> **ACTIVITY**: Every line of the data that contains the string "instance" must be copied.

> **STORED DATA**:

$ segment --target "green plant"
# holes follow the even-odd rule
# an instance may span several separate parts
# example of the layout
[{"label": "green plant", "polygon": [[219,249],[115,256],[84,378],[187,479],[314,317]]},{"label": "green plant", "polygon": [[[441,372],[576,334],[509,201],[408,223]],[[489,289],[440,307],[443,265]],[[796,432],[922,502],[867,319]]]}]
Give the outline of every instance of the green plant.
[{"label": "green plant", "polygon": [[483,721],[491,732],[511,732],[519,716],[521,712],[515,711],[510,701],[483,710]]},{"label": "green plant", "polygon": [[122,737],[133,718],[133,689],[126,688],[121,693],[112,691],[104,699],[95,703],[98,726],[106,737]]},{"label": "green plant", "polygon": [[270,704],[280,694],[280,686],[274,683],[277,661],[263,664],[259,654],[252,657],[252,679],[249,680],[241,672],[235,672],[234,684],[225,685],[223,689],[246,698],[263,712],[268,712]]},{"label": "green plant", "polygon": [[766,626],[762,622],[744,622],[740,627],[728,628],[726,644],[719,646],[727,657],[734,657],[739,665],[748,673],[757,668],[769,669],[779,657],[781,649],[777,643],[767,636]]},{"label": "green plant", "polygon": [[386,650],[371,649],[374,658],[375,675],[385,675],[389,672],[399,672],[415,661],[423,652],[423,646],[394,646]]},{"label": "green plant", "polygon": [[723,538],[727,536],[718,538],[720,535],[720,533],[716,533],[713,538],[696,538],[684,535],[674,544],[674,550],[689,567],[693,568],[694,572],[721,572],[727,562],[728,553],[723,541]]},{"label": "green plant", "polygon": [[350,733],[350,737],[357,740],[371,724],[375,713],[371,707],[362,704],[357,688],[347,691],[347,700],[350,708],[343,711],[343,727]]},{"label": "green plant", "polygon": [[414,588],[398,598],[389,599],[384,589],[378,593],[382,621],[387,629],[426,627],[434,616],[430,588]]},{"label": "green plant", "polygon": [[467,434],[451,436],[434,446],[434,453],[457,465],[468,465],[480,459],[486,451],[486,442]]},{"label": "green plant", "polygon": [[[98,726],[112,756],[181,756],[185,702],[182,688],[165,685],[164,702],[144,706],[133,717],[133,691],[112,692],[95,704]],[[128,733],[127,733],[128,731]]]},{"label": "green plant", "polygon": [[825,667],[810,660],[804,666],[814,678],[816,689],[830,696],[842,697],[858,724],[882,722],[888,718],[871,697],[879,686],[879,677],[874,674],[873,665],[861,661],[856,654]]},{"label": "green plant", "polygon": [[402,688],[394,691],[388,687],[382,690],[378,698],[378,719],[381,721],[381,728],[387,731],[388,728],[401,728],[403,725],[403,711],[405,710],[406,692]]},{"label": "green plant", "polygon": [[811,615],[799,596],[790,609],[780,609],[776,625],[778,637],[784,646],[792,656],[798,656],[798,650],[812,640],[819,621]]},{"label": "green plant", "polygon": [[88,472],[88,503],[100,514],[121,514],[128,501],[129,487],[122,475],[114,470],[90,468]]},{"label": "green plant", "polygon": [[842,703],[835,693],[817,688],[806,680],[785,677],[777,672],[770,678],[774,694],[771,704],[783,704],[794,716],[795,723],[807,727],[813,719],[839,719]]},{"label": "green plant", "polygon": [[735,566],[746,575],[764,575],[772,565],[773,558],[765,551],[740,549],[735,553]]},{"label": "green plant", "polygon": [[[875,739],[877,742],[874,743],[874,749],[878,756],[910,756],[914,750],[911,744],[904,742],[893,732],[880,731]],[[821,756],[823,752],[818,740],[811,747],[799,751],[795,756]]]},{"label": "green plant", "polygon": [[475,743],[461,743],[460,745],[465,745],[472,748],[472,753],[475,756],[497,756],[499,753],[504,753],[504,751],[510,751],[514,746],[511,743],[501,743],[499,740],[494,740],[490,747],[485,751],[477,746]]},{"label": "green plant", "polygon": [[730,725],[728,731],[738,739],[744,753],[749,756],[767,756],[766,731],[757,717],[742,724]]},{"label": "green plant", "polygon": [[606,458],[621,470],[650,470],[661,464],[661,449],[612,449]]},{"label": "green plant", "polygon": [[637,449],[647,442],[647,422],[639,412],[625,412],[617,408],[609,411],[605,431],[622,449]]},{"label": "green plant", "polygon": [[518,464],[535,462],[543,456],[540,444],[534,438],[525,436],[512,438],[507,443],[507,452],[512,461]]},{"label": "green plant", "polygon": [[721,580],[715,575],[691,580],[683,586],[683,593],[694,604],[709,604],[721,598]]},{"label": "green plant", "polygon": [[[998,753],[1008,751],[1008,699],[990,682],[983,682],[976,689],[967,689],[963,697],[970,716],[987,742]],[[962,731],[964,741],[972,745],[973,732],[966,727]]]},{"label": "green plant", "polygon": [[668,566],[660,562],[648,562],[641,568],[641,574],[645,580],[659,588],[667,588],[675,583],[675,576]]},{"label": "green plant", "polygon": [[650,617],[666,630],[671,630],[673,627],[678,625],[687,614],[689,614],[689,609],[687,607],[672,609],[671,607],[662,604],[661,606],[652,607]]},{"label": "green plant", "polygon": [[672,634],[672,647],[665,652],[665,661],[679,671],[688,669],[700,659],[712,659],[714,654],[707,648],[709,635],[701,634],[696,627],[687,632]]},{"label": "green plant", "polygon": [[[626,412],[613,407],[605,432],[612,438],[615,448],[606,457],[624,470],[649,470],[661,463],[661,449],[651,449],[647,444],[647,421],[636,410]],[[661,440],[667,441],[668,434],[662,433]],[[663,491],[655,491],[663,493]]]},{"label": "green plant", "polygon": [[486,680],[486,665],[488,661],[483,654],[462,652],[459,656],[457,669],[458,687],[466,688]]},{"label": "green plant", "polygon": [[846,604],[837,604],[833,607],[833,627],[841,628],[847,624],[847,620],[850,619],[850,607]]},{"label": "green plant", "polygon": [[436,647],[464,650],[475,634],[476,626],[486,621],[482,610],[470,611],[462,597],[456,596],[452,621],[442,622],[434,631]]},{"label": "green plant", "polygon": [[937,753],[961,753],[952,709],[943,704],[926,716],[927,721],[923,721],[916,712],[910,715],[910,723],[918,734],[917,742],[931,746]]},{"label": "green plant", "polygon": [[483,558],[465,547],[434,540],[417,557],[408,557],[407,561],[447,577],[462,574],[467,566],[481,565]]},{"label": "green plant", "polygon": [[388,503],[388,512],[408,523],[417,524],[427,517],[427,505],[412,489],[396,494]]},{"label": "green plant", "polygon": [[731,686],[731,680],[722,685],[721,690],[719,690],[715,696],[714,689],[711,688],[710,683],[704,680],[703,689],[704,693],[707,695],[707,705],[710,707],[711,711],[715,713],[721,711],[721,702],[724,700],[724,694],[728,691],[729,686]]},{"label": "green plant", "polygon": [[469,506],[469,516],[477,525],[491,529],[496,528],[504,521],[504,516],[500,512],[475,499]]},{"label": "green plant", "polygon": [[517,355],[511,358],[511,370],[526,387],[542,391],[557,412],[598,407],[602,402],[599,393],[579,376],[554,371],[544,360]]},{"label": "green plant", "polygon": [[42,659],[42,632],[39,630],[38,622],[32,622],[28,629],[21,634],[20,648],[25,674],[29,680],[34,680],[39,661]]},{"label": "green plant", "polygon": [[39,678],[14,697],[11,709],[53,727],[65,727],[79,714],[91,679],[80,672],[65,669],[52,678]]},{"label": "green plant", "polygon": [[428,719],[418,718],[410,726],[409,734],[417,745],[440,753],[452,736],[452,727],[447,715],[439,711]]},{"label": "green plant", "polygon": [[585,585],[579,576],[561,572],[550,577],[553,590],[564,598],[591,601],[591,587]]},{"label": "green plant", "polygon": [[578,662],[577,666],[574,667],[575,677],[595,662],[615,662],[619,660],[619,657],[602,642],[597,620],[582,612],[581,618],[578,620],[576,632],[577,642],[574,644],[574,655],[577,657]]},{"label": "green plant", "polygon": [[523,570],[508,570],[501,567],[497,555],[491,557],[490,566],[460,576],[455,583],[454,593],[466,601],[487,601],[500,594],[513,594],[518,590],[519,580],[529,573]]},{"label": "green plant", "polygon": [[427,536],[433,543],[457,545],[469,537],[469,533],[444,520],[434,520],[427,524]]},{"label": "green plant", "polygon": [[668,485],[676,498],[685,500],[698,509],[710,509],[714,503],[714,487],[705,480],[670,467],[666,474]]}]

> **REPLY TO THE TASK**:
# an instance may span several separate parts
Give the outline of every instance of the green plant.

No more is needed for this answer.